Exercise goal –
What is the number of lines in the data that contain "cascading"? Respond with nothing else.

Records to process –

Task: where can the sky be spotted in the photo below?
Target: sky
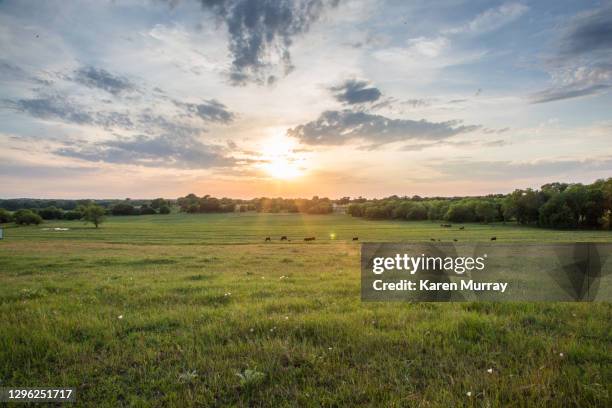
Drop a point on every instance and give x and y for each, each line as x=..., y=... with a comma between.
x=252, y=98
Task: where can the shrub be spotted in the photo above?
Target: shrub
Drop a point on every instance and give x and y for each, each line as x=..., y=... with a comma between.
x=73, y=215
x=123, y=209
x=51, y=213
x=146, y=210
x=26, y=217
x=94, y=213
x=5, y=216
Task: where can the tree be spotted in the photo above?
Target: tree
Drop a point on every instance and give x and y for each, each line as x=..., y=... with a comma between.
x=5, y=216
x=146, y=210
x=486, y=211
x=73, y=215
x=158, y=203
x=556, y=213
x=94, y=213
x=51, y=213
x=26, y=217
x=123, y=209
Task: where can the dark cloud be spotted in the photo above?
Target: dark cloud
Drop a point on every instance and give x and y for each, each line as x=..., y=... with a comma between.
x=355, y=92
x=583, y=65
x=157, y=151
x=101, y=79
x=261, y=28
x=589, y=33
x=339, y=127
x=210, y=111
x=58, y=107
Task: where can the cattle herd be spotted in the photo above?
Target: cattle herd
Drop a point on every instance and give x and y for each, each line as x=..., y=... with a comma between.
x=308, y=239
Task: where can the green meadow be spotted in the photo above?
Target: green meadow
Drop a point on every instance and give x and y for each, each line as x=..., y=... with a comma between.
x=197, y=310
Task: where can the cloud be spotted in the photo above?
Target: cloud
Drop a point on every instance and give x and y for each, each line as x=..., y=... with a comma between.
x=210, y=111
x=339, y=127
x=28, y=170
x=53, y=107
x=157, y=151
x=568, y=92
x=261, y=33
x=101, y=79
x=492, y=19
x=57, y=107
x=582, y=66
x=589, y=33
x=494, y=170
x=355, y=92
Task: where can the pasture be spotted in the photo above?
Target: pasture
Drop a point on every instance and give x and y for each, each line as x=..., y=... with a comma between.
x=198, y=310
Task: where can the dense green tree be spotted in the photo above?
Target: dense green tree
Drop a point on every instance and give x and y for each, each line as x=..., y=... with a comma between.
x=5, y=216
x=486, y=211
x=123, y=209
x=94, y=213
x=50, y=213
x=26, y=217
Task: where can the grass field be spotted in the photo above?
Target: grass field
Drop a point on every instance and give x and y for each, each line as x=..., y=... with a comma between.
x=196, y=310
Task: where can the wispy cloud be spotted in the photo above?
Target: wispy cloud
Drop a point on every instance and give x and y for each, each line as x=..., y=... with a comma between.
x=491, y=19
x=157, y=151
x=353, y=92
x=583, y=64
x=261, y=34
x=340, y=127
x=93, y=77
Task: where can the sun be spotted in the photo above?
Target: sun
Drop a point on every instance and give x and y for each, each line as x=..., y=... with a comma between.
x=280, y=159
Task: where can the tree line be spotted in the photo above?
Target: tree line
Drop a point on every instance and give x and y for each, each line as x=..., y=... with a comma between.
x=554, y=205
x=208, y=204
x=93, y=211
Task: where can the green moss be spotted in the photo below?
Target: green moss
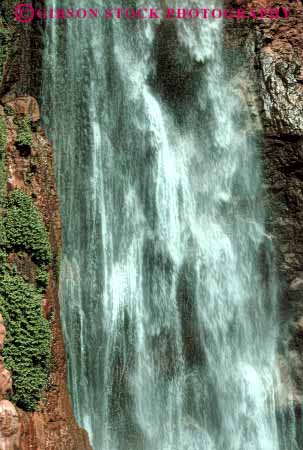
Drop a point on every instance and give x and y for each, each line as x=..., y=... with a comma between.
x=3, y=136
x=24, y=133
x=25, y=229
x=27, y=347
x=42, y=278
x=27, y=350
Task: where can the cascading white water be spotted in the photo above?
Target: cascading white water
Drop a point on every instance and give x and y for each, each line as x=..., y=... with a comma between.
x=168, y=288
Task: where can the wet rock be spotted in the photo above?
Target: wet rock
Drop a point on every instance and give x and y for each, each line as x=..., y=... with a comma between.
x=25, y=106
x=9, y=426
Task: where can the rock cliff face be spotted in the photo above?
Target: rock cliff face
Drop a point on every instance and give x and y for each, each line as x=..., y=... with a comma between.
x=52, y=426
x=271, y=52
x=28, y=167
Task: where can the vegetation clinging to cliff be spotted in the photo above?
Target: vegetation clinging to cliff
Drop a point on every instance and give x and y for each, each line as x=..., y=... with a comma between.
x=25, y=229
x=27, y=347
x=27, y=350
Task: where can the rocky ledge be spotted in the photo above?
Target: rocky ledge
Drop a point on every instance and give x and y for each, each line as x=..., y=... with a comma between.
x=29, y=168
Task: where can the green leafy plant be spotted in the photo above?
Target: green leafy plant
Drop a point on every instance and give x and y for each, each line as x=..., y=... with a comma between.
x=3, y=136
x=27, y=347
x=25, y=229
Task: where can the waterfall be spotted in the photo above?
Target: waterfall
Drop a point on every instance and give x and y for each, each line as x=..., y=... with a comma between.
x=168, y=287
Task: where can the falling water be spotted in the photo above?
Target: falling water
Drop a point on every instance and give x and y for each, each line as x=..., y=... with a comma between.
x=168, y=288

Result of this task –
2